__ACTIVITY LIST__
A: Name the kinds of donations that the article on the American Red Cross says are now screened for COVID-19 antibodies.
B: Continue the article on the American Red Cross from the end of Kimberly Kroh's quote.

== EXERCISE TEXT

American Red Cross seeking donations, volunteers

American Red Cross seeking donations, volunteers
Rhonda Edgerton

The Wooster office of the American Red Cross, located at 244 W. South St., will host blood drives on Wednesday, Aug. 12 from 8 a.m. to 1 p.m. and Friday, Aug. 21 from 10 a.m. to 4 p.m. Donors must make an appointment and can do so by calling 330-264-9383 or visiting www.redcrossblood.org.

                        

The American Red Cross faces a challenge like never before with COVID-19, but it is adapting and finding new ways to meet the needs of its community.

The Red Cross typically deploys disaster relief for small house fires to major national catastrophes. In addition to blood-donor services, it also provides training and safety courses for individuals and companies. It now also screens blood, platelet and plasma donations for COVID-19 antibodies.

“There is a desperate need for convalescent plasma in our current situation,” said Kimberly Kroh, executive director of the Heartland, Stark and Muskingum Lakes region.

====
== GIVEN DATA

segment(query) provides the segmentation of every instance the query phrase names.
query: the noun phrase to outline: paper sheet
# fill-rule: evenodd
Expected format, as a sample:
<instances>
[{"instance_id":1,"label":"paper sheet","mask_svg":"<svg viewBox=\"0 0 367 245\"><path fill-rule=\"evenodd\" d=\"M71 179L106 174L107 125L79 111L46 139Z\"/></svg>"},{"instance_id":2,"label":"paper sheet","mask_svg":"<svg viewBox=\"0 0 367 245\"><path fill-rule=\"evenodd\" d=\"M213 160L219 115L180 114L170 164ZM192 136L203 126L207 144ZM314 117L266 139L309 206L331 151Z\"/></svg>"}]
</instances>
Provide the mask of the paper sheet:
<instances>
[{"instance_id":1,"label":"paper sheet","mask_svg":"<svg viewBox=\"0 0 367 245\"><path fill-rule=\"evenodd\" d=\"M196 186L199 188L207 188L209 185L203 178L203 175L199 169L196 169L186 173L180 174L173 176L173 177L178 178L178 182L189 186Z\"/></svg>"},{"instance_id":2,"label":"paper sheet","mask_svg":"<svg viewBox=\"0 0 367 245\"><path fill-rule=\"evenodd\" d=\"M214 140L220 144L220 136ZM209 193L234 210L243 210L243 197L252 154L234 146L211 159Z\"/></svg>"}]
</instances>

====

__ANSWERS TO THE PROBLEMS__
A: Blood, platelet and plasma donations.

B:
Kroh said she hopes people who have recovered from COVID-19 will consider making a blood and plasma donation to possibly help someone else trying to overcome the disease.

“This testing may provide critical insight into whether donors may have possibly been exposed to the coronavirus,” Kroh said. “And like with any blood donation, you could possibly be saving a life.”

An antibody test screens for antibodies in your blood, which are formed when fighting an infection like COVID-19. An antibody test assesses whether your immune system has responded to the infection, not if the virus is currently present. The COVID-19 antibody test is authorized by the U.S. Food and Drug Administration and may indicate if the donor’s immune system has produced antibodies to the coronavirus, regardless of whether they developed symptoms.

Kroh said the Red Cross is not testing donors to diagnose illness, referred to as a diagnostic test, and positive antibody test results do not confirm infection or immunity. “A positive antibody test only indicates whether someone might have been exposed to the virus,” she said.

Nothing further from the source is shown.